Tasks to perform
(a) For each statement below, answer yes or no according to the passage on VPS13B and autophagy, and quote the exact words from that passage that decide it. (i) The passage reports that VPS13B mRNA in CS fibroblasts was reduced by roughly half compared to control fibroblasts. (ii) Knockout of VPS13B in HeLa cells was validated by western blot. (iii) ATG4C mRNA and protein levels were lower in CS neurons than in control neurons.
(b) Extend the passage on VPS13B and autophagy, beginning right after its final sentence.

Following the previous finding, an examination of how autophagy is upregulated in CS patient-derived fibroblasts and neurons was conducted; previous findings showed that the mRNA level of VPS13B was significantly reduced (approximately 50%) in CS fibroblasts with heterogenous missense mutations (c.T1239G [p.Y413X] and c.G10333A [p.V3445M]) compared to control fibroblasts (under revision). Therefore, to clarify the role of VPS13B in autophagy, we used the CRISPR/Cas9 genome editing system to disrupt the gene encoding human VPS13B in HeLa cells (CRISPR guide RNA sequence [gRNAs] #1: 5′-GGTAATTACCATCAATACTA-3′; gRNAs #2: 5′- AATTGAGGATTCATGTACCA-3′) and validated knockout of VPS13B by genomic PCR. Figure 1h-i shows the level of LC3-II in VPS13B KO cells was higher in the presence of lysosomal inhibitors than in wild-type HeLa cells, indicating that the loss of VPS13B is associated with upregulated autophagic flux, suggesting its potential role in basal autophagy.

To discover autophagy-associated genes responsible for the upregulation of autophagy activity in CS neurons, a transcriptomic analysis for autophagy pathway-related genes in CS neurons and control neurons was implemented. In CS neurons, Gene Ontology analysis showed that two processes (autophagosome organization and macroautophagy) were significant. MFN2, ATG9B, ATP13A2, KIAA1324, MAP1LC3C, and ATG4C genes were upregulated in CS neurons compared to control neurons. To provide further confirmation, quantitative RT-PCR, and western blot analyses were performed from control and CS neurons and revealed that mRNA and protein levels of ATG4C in CS neurons were higher compared to control neurons (Fig. 1j-k). ATG4 is a cysteine protease required for LC3/gamma-aminobutyric acid receptor-associated protein (GABARAP) processing, which allows for the latter to be conjugated to phosphatidylethanolamine on autophagosomal membranes; a key step in autophagosome biogenesis and recycling [9].

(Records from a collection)
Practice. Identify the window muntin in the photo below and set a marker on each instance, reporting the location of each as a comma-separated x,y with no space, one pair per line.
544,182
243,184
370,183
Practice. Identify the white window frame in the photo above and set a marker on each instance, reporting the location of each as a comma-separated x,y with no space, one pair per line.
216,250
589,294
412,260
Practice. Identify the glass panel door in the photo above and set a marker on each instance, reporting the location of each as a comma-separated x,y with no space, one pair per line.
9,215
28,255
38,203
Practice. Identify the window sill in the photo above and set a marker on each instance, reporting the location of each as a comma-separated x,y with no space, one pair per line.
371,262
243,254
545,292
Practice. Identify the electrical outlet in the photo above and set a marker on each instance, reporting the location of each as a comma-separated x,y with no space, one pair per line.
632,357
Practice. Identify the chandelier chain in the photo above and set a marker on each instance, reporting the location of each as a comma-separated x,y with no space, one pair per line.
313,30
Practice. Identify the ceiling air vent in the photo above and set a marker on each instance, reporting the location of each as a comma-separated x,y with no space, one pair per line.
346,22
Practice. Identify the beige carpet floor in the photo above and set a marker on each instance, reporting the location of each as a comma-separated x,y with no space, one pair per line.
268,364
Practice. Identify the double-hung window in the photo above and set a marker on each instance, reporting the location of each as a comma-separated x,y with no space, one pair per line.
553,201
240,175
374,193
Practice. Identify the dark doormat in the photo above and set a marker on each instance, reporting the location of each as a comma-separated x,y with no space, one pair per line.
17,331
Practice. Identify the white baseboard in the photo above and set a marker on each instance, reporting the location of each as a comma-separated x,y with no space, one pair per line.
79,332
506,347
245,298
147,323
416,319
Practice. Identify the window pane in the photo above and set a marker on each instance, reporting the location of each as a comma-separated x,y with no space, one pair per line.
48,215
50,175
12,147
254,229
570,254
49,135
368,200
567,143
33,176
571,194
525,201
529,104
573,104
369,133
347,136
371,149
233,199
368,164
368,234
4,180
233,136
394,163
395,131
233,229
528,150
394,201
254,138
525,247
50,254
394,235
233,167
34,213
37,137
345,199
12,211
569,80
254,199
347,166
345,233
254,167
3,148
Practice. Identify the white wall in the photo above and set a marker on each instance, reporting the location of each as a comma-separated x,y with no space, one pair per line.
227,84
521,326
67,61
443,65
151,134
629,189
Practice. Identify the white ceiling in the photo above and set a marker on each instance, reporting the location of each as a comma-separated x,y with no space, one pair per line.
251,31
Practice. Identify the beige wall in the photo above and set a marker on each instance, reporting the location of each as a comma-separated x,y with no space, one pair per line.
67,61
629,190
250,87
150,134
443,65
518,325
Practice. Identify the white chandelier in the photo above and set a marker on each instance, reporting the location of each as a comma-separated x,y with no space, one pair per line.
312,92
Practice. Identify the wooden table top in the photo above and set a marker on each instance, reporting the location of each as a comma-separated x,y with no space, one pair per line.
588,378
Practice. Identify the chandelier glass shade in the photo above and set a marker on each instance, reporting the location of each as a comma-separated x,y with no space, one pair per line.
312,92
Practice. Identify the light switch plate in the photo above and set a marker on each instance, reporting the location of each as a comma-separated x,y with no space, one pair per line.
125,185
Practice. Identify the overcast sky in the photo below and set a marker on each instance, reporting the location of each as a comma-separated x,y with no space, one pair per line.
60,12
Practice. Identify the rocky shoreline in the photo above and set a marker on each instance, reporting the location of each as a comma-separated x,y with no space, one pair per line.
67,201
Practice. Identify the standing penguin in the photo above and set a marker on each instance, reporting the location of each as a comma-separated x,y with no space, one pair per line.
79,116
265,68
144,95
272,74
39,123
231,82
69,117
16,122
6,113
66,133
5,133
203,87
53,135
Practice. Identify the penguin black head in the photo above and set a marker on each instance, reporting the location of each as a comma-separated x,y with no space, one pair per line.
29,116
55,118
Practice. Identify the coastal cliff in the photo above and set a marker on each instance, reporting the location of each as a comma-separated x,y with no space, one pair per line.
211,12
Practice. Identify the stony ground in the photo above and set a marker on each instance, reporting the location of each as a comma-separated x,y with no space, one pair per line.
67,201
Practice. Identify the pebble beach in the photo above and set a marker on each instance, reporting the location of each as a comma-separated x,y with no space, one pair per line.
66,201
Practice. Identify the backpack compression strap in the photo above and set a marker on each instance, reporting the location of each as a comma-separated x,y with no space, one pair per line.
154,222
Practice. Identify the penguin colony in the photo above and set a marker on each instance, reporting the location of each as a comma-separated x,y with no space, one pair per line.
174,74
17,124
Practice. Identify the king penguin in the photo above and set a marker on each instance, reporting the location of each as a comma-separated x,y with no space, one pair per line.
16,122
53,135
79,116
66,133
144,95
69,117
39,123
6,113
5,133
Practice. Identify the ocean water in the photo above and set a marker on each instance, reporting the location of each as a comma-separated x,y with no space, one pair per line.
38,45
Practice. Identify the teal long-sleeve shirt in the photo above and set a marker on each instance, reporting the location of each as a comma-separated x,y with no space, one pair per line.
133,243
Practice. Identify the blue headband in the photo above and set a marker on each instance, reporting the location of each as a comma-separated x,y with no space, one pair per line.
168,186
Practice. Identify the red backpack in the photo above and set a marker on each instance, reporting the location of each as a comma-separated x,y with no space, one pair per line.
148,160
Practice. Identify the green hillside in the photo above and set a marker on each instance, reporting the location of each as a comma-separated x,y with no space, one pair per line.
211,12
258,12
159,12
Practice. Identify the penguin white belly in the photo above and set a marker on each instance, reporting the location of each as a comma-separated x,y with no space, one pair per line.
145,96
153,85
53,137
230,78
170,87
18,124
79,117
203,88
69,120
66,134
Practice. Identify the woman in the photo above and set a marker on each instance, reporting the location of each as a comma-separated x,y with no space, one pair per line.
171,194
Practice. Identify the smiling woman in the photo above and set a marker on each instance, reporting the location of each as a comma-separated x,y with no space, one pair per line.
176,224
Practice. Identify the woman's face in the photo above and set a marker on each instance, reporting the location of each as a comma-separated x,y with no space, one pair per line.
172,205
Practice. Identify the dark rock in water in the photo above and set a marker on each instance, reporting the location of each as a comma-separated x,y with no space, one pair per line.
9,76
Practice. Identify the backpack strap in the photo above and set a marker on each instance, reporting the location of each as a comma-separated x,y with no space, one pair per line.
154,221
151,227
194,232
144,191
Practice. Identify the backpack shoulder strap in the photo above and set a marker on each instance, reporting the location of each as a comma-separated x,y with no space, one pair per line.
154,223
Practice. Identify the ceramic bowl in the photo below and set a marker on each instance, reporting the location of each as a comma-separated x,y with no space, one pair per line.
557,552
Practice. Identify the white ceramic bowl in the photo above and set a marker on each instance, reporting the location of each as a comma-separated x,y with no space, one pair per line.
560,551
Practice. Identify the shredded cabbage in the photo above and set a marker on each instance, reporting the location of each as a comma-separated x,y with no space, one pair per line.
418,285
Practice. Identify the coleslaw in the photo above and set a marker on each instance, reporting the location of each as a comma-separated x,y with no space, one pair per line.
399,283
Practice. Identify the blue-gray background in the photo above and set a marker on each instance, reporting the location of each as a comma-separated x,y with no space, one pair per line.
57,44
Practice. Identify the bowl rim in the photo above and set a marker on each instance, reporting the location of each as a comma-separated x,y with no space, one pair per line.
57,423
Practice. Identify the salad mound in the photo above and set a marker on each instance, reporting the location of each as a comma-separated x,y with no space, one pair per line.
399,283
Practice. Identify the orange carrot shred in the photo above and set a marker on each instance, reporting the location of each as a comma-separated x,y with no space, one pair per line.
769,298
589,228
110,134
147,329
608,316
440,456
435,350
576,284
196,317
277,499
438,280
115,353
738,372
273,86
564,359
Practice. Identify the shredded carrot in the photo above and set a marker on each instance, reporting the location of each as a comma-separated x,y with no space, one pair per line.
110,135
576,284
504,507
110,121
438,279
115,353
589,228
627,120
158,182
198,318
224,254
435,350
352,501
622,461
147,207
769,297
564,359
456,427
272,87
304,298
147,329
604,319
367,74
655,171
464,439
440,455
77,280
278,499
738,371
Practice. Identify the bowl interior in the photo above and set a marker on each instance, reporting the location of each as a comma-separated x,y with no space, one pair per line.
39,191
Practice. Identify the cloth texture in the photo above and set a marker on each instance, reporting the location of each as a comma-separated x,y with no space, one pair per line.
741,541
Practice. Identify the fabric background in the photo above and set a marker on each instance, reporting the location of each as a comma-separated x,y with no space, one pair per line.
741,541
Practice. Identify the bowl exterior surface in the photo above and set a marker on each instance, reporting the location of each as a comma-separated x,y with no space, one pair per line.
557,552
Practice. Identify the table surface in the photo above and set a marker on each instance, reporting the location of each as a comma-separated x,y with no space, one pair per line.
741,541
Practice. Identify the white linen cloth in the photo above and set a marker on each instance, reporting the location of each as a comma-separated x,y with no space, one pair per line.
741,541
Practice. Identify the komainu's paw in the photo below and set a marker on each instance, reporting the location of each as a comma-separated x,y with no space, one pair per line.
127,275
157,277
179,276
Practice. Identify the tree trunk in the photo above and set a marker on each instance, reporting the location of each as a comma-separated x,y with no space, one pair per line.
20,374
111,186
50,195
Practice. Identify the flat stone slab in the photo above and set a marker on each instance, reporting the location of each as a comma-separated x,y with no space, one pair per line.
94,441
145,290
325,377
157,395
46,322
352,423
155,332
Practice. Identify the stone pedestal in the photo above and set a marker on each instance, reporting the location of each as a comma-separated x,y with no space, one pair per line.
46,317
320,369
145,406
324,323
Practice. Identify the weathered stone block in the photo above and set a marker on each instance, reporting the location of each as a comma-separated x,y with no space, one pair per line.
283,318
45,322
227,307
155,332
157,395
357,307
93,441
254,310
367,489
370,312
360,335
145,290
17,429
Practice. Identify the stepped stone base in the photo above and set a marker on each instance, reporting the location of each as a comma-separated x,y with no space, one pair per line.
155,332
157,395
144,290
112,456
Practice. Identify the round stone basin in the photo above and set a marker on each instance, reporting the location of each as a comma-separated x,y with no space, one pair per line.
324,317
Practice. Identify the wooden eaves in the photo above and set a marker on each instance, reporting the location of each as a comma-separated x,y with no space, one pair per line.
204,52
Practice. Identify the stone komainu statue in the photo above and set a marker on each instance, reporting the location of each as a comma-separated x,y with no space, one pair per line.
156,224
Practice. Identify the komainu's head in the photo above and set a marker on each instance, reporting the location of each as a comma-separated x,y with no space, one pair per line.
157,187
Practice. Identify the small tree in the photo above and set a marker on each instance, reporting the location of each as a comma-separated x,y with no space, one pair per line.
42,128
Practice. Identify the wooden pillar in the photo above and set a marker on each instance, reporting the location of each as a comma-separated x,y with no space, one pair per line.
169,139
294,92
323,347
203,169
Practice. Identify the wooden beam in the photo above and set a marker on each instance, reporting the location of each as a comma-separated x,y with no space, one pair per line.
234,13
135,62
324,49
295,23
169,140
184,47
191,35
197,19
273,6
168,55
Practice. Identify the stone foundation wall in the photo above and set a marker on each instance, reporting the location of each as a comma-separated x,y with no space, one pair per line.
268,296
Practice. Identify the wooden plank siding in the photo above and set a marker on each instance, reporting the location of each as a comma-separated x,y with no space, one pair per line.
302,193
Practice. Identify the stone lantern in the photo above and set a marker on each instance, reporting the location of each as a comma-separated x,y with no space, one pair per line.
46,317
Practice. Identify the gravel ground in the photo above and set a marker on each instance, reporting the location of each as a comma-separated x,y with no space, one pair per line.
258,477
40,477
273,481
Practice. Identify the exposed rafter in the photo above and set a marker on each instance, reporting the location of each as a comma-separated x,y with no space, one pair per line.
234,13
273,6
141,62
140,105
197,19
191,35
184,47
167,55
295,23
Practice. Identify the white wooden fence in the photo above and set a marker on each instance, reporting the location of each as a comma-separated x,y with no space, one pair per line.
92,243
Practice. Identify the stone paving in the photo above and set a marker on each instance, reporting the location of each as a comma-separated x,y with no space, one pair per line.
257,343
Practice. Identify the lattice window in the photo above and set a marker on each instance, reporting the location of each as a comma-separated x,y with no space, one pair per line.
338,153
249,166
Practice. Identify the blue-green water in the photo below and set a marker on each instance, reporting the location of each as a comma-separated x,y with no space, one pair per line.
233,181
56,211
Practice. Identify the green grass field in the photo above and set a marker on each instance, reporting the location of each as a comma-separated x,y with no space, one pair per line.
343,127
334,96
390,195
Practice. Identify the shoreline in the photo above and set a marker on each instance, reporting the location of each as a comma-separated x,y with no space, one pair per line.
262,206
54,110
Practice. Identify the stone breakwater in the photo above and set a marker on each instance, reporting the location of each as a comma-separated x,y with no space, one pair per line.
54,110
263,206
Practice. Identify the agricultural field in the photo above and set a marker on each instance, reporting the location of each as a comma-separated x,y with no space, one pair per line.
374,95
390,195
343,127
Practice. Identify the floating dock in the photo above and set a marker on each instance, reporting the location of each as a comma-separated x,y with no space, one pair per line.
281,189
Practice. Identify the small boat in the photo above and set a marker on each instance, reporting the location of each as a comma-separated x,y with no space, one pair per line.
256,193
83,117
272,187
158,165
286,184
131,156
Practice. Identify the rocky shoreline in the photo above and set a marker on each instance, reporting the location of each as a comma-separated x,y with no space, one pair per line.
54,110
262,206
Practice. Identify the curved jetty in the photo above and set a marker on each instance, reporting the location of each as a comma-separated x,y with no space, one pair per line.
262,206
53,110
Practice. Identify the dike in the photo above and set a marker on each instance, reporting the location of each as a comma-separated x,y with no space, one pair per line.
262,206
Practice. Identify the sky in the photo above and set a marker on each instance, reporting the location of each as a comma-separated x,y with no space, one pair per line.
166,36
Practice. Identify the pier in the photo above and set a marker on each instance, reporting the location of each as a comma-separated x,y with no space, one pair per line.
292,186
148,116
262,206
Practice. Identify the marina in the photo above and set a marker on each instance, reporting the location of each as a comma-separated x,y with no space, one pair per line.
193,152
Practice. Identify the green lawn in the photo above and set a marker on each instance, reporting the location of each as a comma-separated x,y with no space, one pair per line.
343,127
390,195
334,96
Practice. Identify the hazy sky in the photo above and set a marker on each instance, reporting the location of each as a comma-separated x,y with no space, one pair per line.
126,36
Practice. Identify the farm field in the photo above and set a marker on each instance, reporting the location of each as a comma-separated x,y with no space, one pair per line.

Answers for each item
(a)
(i) Yes: "the mRNA level of VPS13B was significantly reduced (approximately 50%) in CS fibroblasts"
(ii) No: "validated knockout of VPS13B by genomic PCR"
(iii) No: "mRNA and protein levels of ATG4C in CS neurons were higher compared to control neurons"

(b)
Further examination was undertaken to see whether the gene expression of LC3B or GABARAP was affected in CS neurons. However, there was no significant difference in mRNA expression of LC3B or GABARAP between control and CS neurons (data not shown). The autophagic flux may be increased, at least partially, by the upregulation of ATG4C in CS neurons; however, VPS13B’s association with the upregulation of autophagy and CS pathogenesis should be further investigated. The VPS13 family is associated with various human diseases [10]; in particular, a loss of VPS13A function disrupts autophagic flux and leads to chorea-acanthocytosis (ChAc), a rare neurodegenerative disease with no known cure. The absence of VPS13A or VPS13B causes defective or increased autophagic flux; for this reason, autophagy might be a promising therapeutic target for human diseases associated with VPS13 [2, 11].